Text for analysis:
BEGIN

- Date(s): First Thursday of November
- Frequency: Annual
- Location(s): London
- Years active: 2006–present
- Organized by: Royal British Legion
- Website: www.britishlegion.org.uk/get-involved/things-to-do/regional-events

= London Poppy Day =

UK charity event of the Royal British Legion

London Poppy Day is an annual event organised by the Royal British Legion which aims to raise £1million for its Poppy Appeal. Launched in 2006, the event takes place in London on the first Thursday of November, shortly before the United Kingdom observes Remembrance Sunday, and is one of several similar events held in cities around the United Kingdom. The day sees volunteers and armed forces veterans selling poppy merchandise to raise funds at venues such as railway stations, on the London Underground, and in offices, as well as entertainment provided by military bands.

==Overview==
London Poppy Day is an annual event organised by the Royal British Legion that takes place on the first Thursday of November, shortly before Remembrance Sunday, and aims to raise £1m for the Royal British Legion's Poppy Appeal. The event sees volunteers selling poppy merchandise at venues around London, including rail and tube stations during the morning and evening rush hours, as well as offices at lunchtime to raise funds for the Royal British Legion's Poppy Appeal. Entertainment is provided throughout the day by military bands, with the 2010 event, held on 4 November of that year, including a performance by the Band of the Brigade of Gurkhas at Leadenhall Market, and military bagpipes at various underground stations, while Poppy Day 2017 included a performance by the Band of the Grenadier Guards at London Waterloo station. The day ends with the volunteers gathering at Leadenhall Market.

END

Work instruction 1:
Summarize the text about London Poppy Day in two sentences.
Work instruction 2:
Pick up the text about London Poppy Day after its final sentence and keep writing.

Records provided:
BEGIN

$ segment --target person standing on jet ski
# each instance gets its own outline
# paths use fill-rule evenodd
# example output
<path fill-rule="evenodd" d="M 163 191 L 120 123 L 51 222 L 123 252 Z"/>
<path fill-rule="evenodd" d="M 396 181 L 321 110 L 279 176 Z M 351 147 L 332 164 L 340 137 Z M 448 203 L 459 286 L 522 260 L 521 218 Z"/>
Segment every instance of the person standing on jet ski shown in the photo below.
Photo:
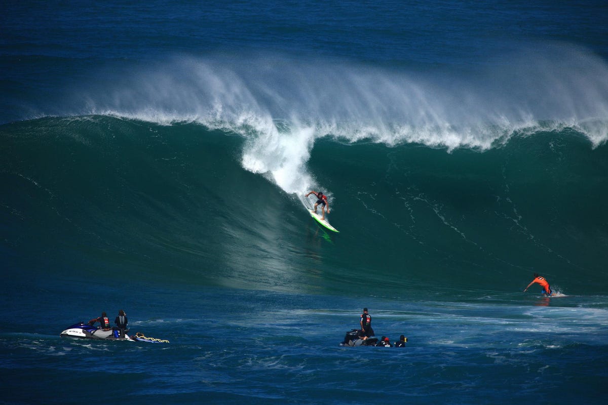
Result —
<path fill-rule="evenodd" d="M 362 330 L 365 336 L 369 338 L 374 335 L 374 330 L 371 327 L 371 316 L 367 313 L 367 308 L 363 308 L 363 313 L 361 314 L 361 330 Z"/>
<path fill-rule="evenodd" d="M 89 321 L 89 324 L 93 326 L 95 322 L 98 322 L 100 323 L 99 328 L 102 330 L 110 330 L 110 320 L 108 318 L 108 315 L 105 312 L 102 313 L 102 316 L 99 318 L 93 318 Z"/>
<path fill-rule="evenodd" d="M 116 324 L 116 326 L 112 327 L 114 330 L 118 330 L 120 332 L 120 337 L 125 337 L 125 333 L 129 331 L 129 328 L 127 326 L 127 323 L 128 321 L 126 319 L 126 314 L 122 310 L 118 311 L 118 316 L 114 319 L 114 323 Z"/>

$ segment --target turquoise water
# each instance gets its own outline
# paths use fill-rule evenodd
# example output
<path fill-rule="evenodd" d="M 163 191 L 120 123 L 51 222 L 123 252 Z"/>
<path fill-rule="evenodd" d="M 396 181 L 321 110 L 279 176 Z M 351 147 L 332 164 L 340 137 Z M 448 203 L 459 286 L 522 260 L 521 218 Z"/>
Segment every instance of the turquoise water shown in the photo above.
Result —
<path fill-rule="evenodd" d="M 7 6 L 0 402 L 600 403 L 605 6 L 263 5 Z"/>

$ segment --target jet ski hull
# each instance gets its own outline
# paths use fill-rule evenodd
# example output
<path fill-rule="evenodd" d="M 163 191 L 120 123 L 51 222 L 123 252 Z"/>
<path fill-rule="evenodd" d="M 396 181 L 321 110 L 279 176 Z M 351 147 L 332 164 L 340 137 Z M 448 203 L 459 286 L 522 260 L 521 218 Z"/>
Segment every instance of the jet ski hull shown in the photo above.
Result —
<path fill-rule="evenodd" d="M 116 336 L 114 330 L 102 330 L 82 322 L 75 324 L 61 332 L 62 338 L 80 338 L 81 339 L 97 339 L 97 340 L 126 340 L 133 341 L 128 335 L 124 338 Z"/>

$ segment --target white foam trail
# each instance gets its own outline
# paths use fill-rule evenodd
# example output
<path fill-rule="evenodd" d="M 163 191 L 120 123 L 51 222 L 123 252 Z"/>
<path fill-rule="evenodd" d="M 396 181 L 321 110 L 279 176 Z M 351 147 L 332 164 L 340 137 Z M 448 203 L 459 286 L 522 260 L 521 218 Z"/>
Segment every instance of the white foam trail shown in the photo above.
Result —
<path fill-rule="evenodd" d="M 176 58 L 92 89 L 88 112 L 235 131 L 247 139 L 243 167 L 288 192 L 314 186 L 306 162 L 325 136 L 486 149 L 518 131 L 569 126 L 606 142 L 606 62 L 572 47 L 542 49 L 490 61 L 474 77 L 268 55 Z"/>

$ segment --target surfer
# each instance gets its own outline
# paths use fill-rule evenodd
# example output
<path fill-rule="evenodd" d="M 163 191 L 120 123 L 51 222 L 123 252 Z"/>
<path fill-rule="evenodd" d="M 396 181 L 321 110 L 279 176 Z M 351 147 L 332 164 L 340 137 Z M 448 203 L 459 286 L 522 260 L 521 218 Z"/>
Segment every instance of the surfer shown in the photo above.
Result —
<path fill-rule="evenodd" d="M 314 190 L 311 190 L 306 196 L 308 197 L 311 194 L 314 194 L 318 199 L 317 202 L 314 203 L 315 214 L 317 213 L 317 206 L 321 204 L 321 212 L 323 213 L 323 215 L 321 216 L 321 220 L 324 220 L 325 219 L 325 207 L 327 207 L 327 213 L 330 213 L 330 203 L 327 202 L 327 196 L 323 196 L 321 191 L 317 192 Z"/>
<path fill-rule="evenodd" d="M 407 338 L 402 335 L 399 336 L 399 341 L 395 342 L 395 347 L 405 347 L 406 342 L 407 342 Z"/>
<path fill-rule="evenodd" d="M 363 308 L 363 313 L 361 314 L 361 330 L 365 333 L 365 336 L 369 338 L 374 335 L 374 330 L 371 327 L 371 316 L 367 313 L 367 308 Z"/>
<path fill-rule="evenodd" d="M 541 287 L 543 288 L 542 293 L 546 294 L 548 296 L 550 296 L 553 293 L 553 291 L 551 290 L 551 287 L 549 287 L 548 282 L 545 279 L 545 277 L 541 277 L 538 275 L 538 273 L 534 273 L 534 280 L 530 282 L 530 284 L 528 285 L 523 292 L 528 291 L 528 288 L 530 288 L 530 285 L 534 283 L 537 283 L 541 285 Z"/>

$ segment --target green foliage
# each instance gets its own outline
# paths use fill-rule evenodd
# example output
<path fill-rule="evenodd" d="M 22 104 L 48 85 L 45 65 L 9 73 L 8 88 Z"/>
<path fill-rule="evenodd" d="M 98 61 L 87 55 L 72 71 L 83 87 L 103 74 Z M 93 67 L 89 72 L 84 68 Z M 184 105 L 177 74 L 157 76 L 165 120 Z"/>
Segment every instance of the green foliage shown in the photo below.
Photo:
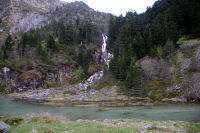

END

Final answer 1:
London Poppy Day is an annual event, launched in 2006 and organized by the Royal British Legion, that takes place in London on the first Thursday of November, shortly before Remembrance Sunday, and aims to raise £1 million for the Poppy Appeal. Volunteers and armed forces veterans sell poppy merchandise at railway and tube stations and in offices while military bands perform throughout the day, which ends with the volunteers gathering at Leadenhall Market.

Final answer 2:
Similar events are held in other locations around the UK in early November, including Birmingham, Cardiff, Edinburgh, Leeds, and Manchester.

==History==
The first London Poppy Day took place in November 2006, and was organised by 10 volunteers from the Royal British Legion's Lloyd's of London Branch, who raised £500 for the Poppy Appeal. It has since grown into the largest street collection of its kind in Europe. In 2008, the collection raised £16,000. A total of £60,000 was raised in 2009, while the 2010 collection aimed to raise £150,000 with volunteers selling poppies at around 30 venues. The 2013 London Poppy Day, held on 7 November, was launched by The Poppy Girls, who performed their single, "The Call (No Need to Say Goodbye)", at Covent Garden, while volunteers at around 80 venues hoped to raise £1m for the Poppy Appeal. The then Duke and Duchess of Cambridge travelled by bus to Kensington High Street to meet volunteers and help sell poppies. Prince Philip, Duke of Edinburgh also opened the Field of Remembrance, a memorial garden at Westminster. Poppy Day 2014 saw special announcements recorded for the London Underground by footballer John Terry and Arsenal manager Arsène Wenger. In 2017, Gavin Williamson, the newly-appointed Secretary of State for Defence, joined volunteers to sell poppies at Waterloo station.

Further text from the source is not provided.